Entries provided: Begin

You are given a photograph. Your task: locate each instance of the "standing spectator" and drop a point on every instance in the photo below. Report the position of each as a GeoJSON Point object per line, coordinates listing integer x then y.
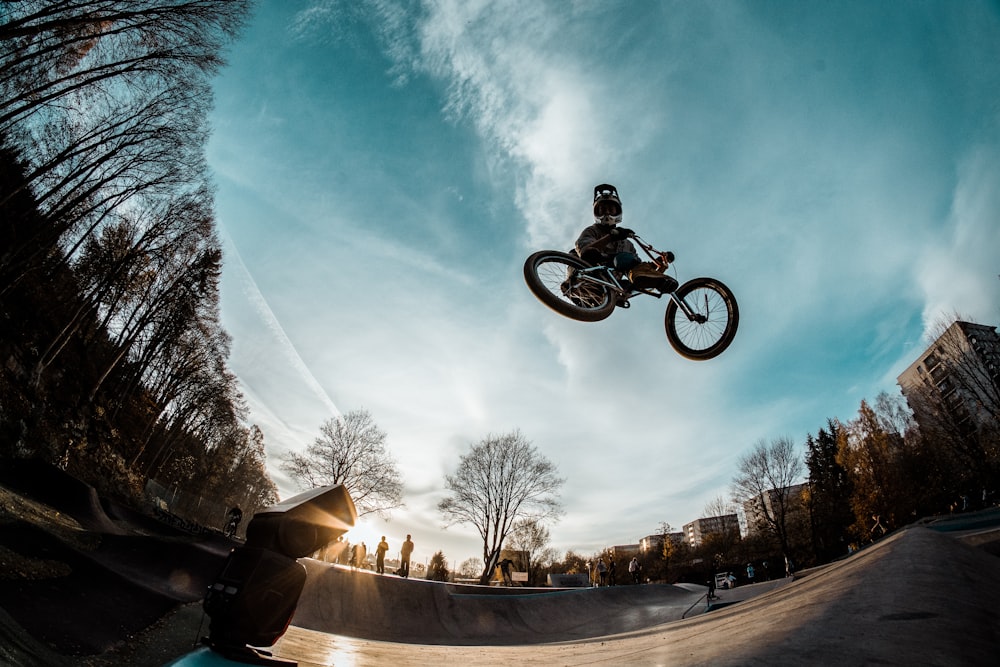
{"type": "Point", "coordinates": [404, 561]}
{"type": "Point", "coordinates": [505, 571]}
{"type": "Point", "coordinates": [380, 550]}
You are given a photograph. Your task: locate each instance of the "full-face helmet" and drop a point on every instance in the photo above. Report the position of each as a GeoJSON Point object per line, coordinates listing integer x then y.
{"type": "Point", "coordinates": [607, 205]}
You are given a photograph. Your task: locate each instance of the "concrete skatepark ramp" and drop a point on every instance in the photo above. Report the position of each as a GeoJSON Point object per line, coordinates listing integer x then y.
{"type": "Point", "coordinates": [917, 597]}
{"type": "Point", "coordinates": [361, 604]}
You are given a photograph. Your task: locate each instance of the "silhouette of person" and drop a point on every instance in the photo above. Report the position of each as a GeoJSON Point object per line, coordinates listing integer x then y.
{"type": "Point", "coordinates": [505, 571]}
{"type": "Point", "coordinates": [380, 550]}
{"type": "Point", "coordinates": [233, 518]}
{"type": "Point", "coordinates": [604, 242]}
{"type": "Point", "coordinates": [404, 561]}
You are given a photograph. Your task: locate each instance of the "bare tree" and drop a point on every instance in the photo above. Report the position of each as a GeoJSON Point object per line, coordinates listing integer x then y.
{"type": "Point", "coordinates": [530, 537]}
{"type": "Point", "coordinates": [501, 480]}
{"type": "Point", "coordinates": [765, 478]}
{"type": "Point", "coordinates": [351, 451]}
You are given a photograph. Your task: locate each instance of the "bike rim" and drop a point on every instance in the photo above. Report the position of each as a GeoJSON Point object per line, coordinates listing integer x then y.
{"type": "Point", "coordinates": [707, 304]}
{"type": "Point", "coordinates": [583, 295]}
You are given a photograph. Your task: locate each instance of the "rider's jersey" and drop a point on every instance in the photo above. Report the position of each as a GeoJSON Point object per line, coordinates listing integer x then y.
{"type": "Point", "coordinates": [609, 249]}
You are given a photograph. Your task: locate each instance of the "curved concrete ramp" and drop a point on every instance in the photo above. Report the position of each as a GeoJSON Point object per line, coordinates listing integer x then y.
{"type": "Point", "coordinates": [918, 597]}
{"type": "Point", "coordinates": [361, 604]}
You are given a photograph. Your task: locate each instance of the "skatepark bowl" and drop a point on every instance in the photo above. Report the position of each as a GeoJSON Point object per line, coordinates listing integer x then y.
{"type": "Point", "coordinates": [924, 595]}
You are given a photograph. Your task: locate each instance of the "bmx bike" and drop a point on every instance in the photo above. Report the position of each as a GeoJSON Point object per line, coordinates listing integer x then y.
{"type": "Point", "coordinates": [701, 317]}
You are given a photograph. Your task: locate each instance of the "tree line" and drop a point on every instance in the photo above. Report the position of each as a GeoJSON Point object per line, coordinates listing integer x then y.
{"type": "Point", "coordinates": [114, 358]}
{"type": "Point", "coordinates": [855, 481]}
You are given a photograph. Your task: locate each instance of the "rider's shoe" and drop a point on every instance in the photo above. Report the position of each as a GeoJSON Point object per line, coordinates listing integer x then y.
{"type": "Point", "coordinates": [668, 284]}
{"type": "Point", "coordinates": [645, 276]}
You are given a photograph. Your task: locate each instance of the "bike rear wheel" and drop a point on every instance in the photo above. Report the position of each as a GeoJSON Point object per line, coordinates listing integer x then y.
{"type": "Point", "coordinates": [551, 278]}
{"type": "Point", "coordinates": [713, 325]}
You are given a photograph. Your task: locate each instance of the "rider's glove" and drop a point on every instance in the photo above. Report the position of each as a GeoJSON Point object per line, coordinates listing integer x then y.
{"type": "Point", "coordinates": [591, 256]}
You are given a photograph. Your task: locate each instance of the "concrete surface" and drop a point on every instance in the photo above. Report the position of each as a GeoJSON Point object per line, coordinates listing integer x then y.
{"type": "Point", "coordinates": [917, 597]}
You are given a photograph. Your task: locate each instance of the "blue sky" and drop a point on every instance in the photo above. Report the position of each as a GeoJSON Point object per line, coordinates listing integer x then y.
{"type": "Point", "coordinates": [384, 168]}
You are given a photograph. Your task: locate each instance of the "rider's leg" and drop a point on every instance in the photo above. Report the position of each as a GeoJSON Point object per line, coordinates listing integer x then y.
{"type": "Point", "coordinates": [646, 276]}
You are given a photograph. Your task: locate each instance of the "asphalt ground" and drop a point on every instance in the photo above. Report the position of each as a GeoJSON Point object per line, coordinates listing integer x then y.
{"type": "Point", "coordinates": [87, 582]}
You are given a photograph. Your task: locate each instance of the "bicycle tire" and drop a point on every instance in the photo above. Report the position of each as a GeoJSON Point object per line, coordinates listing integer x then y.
{"type": "Point", "coordinates": [546, 273]}
{"type": "Point", "coordinates": [700, 341]}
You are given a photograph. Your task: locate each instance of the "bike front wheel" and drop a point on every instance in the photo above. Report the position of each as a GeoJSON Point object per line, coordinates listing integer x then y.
{"type": "Point", "coordinates": [710, 325]}
{"type": "Point", "coordinates": [552, 276]}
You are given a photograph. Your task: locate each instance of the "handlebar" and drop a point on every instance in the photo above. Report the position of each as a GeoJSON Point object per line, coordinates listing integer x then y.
{"type": "Point", "coordinates": [661, 258]}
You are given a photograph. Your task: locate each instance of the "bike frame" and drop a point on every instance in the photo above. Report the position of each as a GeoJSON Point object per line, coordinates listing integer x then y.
{"type": "Point", "coordinates": [605, 275]}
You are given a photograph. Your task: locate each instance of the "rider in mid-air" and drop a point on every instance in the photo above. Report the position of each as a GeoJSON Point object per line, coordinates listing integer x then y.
{"type": "Point", "coordinates": [604, 242]}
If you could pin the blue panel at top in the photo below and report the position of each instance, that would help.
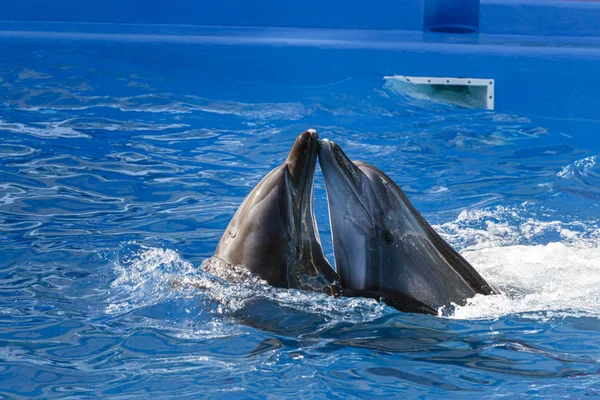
(375, 14)
(540, 17)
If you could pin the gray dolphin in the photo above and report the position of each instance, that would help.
(383, 247)
(274, 233)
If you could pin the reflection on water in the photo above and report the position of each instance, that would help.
(118, 180)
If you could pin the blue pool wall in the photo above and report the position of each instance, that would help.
(517, 17)
(543, 55)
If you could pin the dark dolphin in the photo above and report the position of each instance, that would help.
(274, 233)
(383, 247)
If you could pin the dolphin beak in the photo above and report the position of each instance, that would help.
(302, 159)
(332, 158)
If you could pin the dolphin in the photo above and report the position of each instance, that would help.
(274, 232)
(383, 247)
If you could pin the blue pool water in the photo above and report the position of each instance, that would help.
(119, 172)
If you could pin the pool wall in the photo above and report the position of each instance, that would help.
(543, 55)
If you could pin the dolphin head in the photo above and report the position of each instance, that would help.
(274, 232)
(383, 247)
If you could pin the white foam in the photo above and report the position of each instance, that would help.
(543, 281)
(537, 278)
(50, 130)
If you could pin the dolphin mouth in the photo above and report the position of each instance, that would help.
(336, 164)
(302, 160)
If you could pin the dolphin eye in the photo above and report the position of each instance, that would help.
(386, 237)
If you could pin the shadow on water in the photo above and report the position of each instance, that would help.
(415, 338)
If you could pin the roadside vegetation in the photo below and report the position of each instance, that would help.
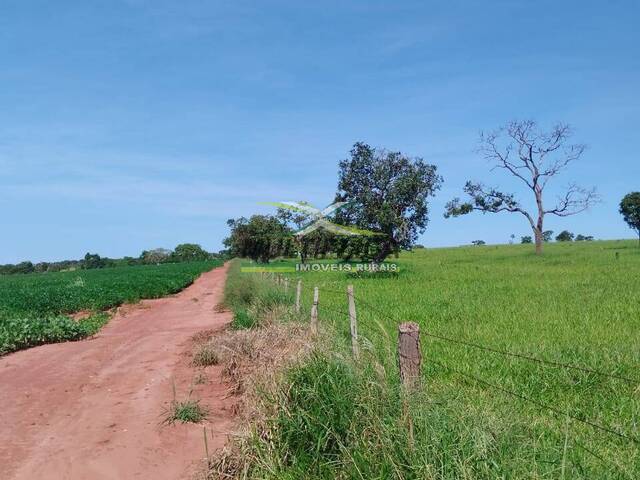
(328, 416)
(35, 308)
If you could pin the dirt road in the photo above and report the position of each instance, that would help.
(93, 409)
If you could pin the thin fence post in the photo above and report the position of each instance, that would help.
(409, 356)
(353, 322)
(298, 292)
(314, 311)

Entries provided: End

## What needs to be done:
Copy out all of the material exactly as written, without its pictures.

## Exercise solution:
You are given a photograph. Your task: locate each instance of the "standing spectator" and drop a point on every instance in the photo below. Report the position of each as a GeoJSON Point object per line, coordinates listing integer x then y.
{"type": "Point", "coordinates": [404, 561]}
{"type": "Point", "coordinates": [505, 571]}
{"type": "Point", "coordinates": [380, 550]}
You are given a photograph. Your task: locate each instance of the "full-face helmet" and drop a point on every instance in the photo above. Report the position of each as a GeoJSON Point object per line, coordinates listing integer x then y.
{"type": "Point", "coordinates": [607, 205]}
You are given a photograph. Your task: locate each instance of the "concrete skatepark ramp" and drop a point on every instance in the photo above. Report the position of each as a GeoJSON Point object per line, coordinates listing integer x then y.
{"type": "Point", "coordinates": [917, 597]}
{"type": "Point", "coordinates": [361, 604]}
You are given a photograph. Your task: locate each instance of the "silhouette of person" and drop a point on every instance in the photo above. Report the position of each as a GeoJSON Point object per line, coordinates listing integer x then y.
{"type": "Point", "coordinates": [505, 571]}
{"type": "Point", "coordinates": [380, 550]}
{"type": "Point", "coordinates": [233, 518]}
{"type": "Point", "coordinates": [604, 242]}
{"type": "Point", "coordinates": [404, 561]}
You are given a photograph. Your task: locate each instance of the "bare tree" and drop a point on every instance in the photo above. Report the position of each as a GeoJSON Point object per line, coordinates listing integer x then y.
{"type": "Point", "coordinates": [530, 537]}
{"type": "Point", "coordinates": [501, 480]}
{"type": "Point", "coordinates": [765, 478]}
{"type": "Point", "coordinates": [351, 451]}
You are given a photograph. Your task: locate each instance of the "bike rim" and drop a point on every instance in the photo above. Report the position of each as a GeoJSON Point object per line, coordinates listing integer x then y.
{"type": "Point", "coordinates": [707, 304]}
{"type": "Point", "coordinates": [583, 295]}
You are given a photograph. Your task: locate each instance of the "rider's jersey" and drop a point on every instance in the photo above. Report the position of each as a GeoJSON Point object per line, coordinates listing integer x then y.
{"type": "Point", "coordinates": [609, 249]}
You are given a photograph. Your task: locate each instance of the "curved concrete ramp" and drop a point on every instance in the photo above. Report the position of each as a GeoJSON Point object per line, coordinates listing integer x then y.
{"type": "Point", "coordinates": [918, 597]}
{"type": "Point", "coordinates": [361, 604]}
You are given a photograph. Your task: locate each instance of the "skatepark bowl" and drop a point on every instance in the photo above. Report the position of each as a GeoJSON Point object per line, coordinates listing integer x then y.
{"type": "Point", "coordinates": [924, 595]}
You are given a photograph. Your task: locate each instance of the "bmx bike" and drop a point on every instance in the photo above. Report the position of each as a GeoJSON Point object per line, coordinates listing integer x then y.
{"type": "Point", "coordinates": [701, 317]}
You are given a photograph. Your task: locate each instance of the "tree line" and drop a point on every instance in the photo above. Report the position of each as a GeoJSON Point object per line, coordinates listing integer x then y.
{"type": "Point", "coordinates": [114, 358]}
{"type": "Point", "coordinates": [855, 481]}
You are given a photograph. Your task: locate each instance of the "rider's shoe" and drop a point on every instance in the photo above. Report the position of each as a GeoJSON Point object per line, coordinates listing integer x then y.
{"type": "Point", "coordinates": [668, 284]}
{"type": "Point", "coordinates": [645, 276]}
You are given a photograph. Your task: locate each instance of the "bike rear wheel" and drop a point on every instance in the photo above. Report the position of each as a GeoJSON Point object per line, coordinates listing integer x then y.
{"type": "Point", "coordinates": [551, 278]}
{"type": "Point", "coordinates": [713, 325]}
You are given a photograph. Your task: locate each instance of the "rider's glove" and drop a point on every instance in the photo above. Report the position of each as a GeoJSON Point object per line, coordinates listing integer x then y.
{"type": "Point", "coordinates": [591, 256]}
You are given a photograph. Your task: locate each instance of the "concrete surface" and drop a point on every instance in the photo above. Report the position of each as a GeoJSON Point object per line, coordinates listing integer x then y.
{"type": "Point", "coordinates": [917, 597]}
You are given a photograph. Your task: locate each instance of the "blue sky" and drop a point on every instance in the photo above. Report the position of each as a GeoJSON Point object per line, coordinates listing integer x then y.
{"type": "Point", "coordinates": [384, 168]}
You are given a photograph. Your task: locate each instance of the "rider's leg" and drop a point on every instance in the photo above. Report the position of each as a GeoJSON Point object per line, coordinates listing integer x then y.
{"type": "Point", "coordinates": [646, 276]}
You are given a photograph. Your task: locate each instance of the "asphalt ground" and drop a point on every instance in the photo above. Report the position of each as a GeoJSON Point object per line, coordinates listing integer x then y.
{"type": "Point", "coordinates": [87, 582]}
You are given a photograph. Your task: locate each instance of the "bicycle tire" and drop a point on every instance in the photo above. Report the position of each as a GeoJSON Point object per line, coordinates listing integer x then y.
{"type": "Point", "coordinates": [546, 273]}
{"type": "Point", "coordinates": [700, 341]}
You are given a photograph. Your task: locate each instance of the "bike front wheel" and drop a point on every instance in the photo above. Report the position of each as a GeoJSON Point object per line, coordinates listing integer x then y.
{"type": "Point", "coordinates": [710, 325]}
{"type": "Point", "coordinates": [552, 276]}
You are given a photograph. Your task: locate each instance of the "handlebar" and drop a point on every instance in the photo above. Report the position of each as a GeoJSON Point object per line, coordinates listing integer x then y.
{"type": "Point", "coordinates": [661, 258]}
You are given a photograph. Your task: locate each instance of the "bike frame" and drop a point on every instance in the photo above. Report the position of each as a GeoJSON Point object per line, coordinates listing integer x then y.
{"type": "Point", "coordinates": [605, 275]}
You are given a photograph. Your task: locate each instance of the "rider in mid-air" and drop a point on every instance in the photo above. Report the position of each as a GeoJSON Point object per line, coordinates listing integer x then y.
{"type": "Point", "coordinates": [604, 242]}
If you could pin the blue panel at top in the photo below and report the position of each instance, that would help.
(375, 14)
(540, 17)
If you could pin the gray dolphin in the photo above and report the position of each instance, that would help.
(383, 247)
(274, 233)
If you could pin the reflection on water in the photo above and report the position of each instance, that would help.
(118, 180)
If you could pin the blue pool wall in the photo above and report the position of each instance, that would help.
(517, 17)
(543, 55)
If you could pin the dark dolphin in the photo above and report the position of each instance, that would help.
(274, 233)
(383, 247)
If you could pin the dolphin beak in the photo above and report the position of each instance, that would help.
(302, 159)
(332, 158)
If you could pin the dolphin in the photo above and report the position of each instance, that would help.
(274, 232)
(383, 247)
If you could pin the blue pool water in the photo above and report the position of each instance, that would help.
(119, 172)
If you could pin the pool wall in the photo above and report the position of each instance, that would help.
(543, 55)
If you could pin the dolphin head in the photo above and report the position of each instance, that would help.
(274, 232)
(383, 247)
If you could pin the white foam in the photo above and report the position of each instance, that would help.
(543, 281)
(537, 278)
(50, 130)
If you could pin the dolphin mouth in the photo above and report the position of each instance, that would help.
(336, 164)
(302, 160)
If you could pin the dolphin eye in the photo above and report the position of each instance, that would help.
(386, 237)
If you could pin the shadow on water in the photo above and report the position of each instance, that would help.
(415, 338)
If you could pin the roadside vegetation in the photo below and report the position of each instance, that would help.
(328, 416)
(35, 308)
If you could pin the dirt road in the photo above and report the position of each instance, that would help.
(93, 409)
If you could pin the thin fence post in the photo above and report the position of each instance, that would help.
(409, 356)
(353, 322)
(298, 292)
(314, 311)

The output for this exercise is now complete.